→ DATASET ENTRIES:
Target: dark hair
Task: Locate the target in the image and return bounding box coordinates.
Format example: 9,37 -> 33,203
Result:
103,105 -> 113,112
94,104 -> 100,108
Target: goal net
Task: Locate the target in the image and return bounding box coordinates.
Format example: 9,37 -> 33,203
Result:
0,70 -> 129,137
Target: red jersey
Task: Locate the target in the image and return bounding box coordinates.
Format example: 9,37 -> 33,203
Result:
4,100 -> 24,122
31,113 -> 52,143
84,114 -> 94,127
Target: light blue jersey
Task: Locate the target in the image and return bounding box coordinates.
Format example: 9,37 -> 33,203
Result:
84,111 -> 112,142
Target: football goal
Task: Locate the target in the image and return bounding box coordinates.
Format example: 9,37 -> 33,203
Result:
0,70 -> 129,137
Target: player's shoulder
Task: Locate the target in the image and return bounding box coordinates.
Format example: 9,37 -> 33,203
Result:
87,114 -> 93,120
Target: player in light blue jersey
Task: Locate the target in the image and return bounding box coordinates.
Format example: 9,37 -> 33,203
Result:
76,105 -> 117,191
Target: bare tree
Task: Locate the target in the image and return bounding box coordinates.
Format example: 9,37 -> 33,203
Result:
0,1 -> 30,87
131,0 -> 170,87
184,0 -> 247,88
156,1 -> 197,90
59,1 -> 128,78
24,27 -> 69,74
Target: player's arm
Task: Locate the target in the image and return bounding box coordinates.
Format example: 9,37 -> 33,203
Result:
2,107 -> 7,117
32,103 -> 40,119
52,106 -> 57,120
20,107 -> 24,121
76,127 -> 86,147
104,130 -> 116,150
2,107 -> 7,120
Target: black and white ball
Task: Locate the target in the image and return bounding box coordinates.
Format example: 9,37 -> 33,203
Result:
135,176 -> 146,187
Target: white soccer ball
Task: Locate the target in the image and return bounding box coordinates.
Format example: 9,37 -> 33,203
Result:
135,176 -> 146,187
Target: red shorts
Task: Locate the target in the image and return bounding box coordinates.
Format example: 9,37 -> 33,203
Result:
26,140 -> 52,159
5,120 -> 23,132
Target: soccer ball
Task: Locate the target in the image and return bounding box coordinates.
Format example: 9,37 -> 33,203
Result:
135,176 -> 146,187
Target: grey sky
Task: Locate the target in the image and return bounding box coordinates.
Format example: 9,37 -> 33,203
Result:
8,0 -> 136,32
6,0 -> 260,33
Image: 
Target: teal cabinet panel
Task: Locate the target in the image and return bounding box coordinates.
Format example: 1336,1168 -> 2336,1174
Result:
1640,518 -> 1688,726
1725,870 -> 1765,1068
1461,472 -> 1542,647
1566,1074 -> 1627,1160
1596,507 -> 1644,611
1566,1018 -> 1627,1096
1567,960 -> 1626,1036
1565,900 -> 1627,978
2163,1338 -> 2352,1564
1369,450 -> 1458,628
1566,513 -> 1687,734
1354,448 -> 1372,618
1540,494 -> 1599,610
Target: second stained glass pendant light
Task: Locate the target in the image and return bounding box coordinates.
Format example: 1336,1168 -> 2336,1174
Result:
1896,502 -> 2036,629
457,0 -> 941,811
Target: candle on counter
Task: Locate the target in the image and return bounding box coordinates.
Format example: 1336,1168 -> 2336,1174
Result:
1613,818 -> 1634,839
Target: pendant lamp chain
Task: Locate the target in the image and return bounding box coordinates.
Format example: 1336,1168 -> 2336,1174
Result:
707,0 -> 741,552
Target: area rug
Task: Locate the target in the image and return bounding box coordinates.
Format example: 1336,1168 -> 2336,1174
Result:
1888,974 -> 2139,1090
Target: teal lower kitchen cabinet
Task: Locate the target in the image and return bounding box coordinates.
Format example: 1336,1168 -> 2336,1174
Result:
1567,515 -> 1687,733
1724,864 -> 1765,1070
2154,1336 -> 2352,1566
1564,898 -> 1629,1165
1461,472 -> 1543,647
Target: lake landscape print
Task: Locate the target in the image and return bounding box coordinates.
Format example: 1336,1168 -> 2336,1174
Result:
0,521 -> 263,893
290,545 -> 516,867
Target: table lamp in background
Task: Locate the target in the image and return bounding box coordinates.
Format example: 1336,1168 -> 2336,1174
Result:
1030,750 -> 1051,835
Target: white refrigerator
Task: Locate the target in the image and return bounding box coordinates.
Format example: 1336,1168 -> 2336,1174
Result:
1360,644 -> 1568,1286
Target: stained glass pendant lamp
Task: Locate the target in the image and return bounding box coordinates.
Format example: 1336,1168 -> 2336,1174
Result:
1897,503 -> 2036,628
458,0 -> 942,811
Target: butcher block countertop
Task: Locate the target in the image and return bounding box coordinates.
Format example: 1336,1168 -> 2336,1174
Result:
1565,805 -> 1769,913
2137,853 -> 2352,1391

→ DIRECTIONS FOR THIS TASK:
Your task is to return each line of the data above that contains the string "stained".

→ ANSWER BELOW:
Target: second stained glass pendant light
Target: stained glass pendant lamp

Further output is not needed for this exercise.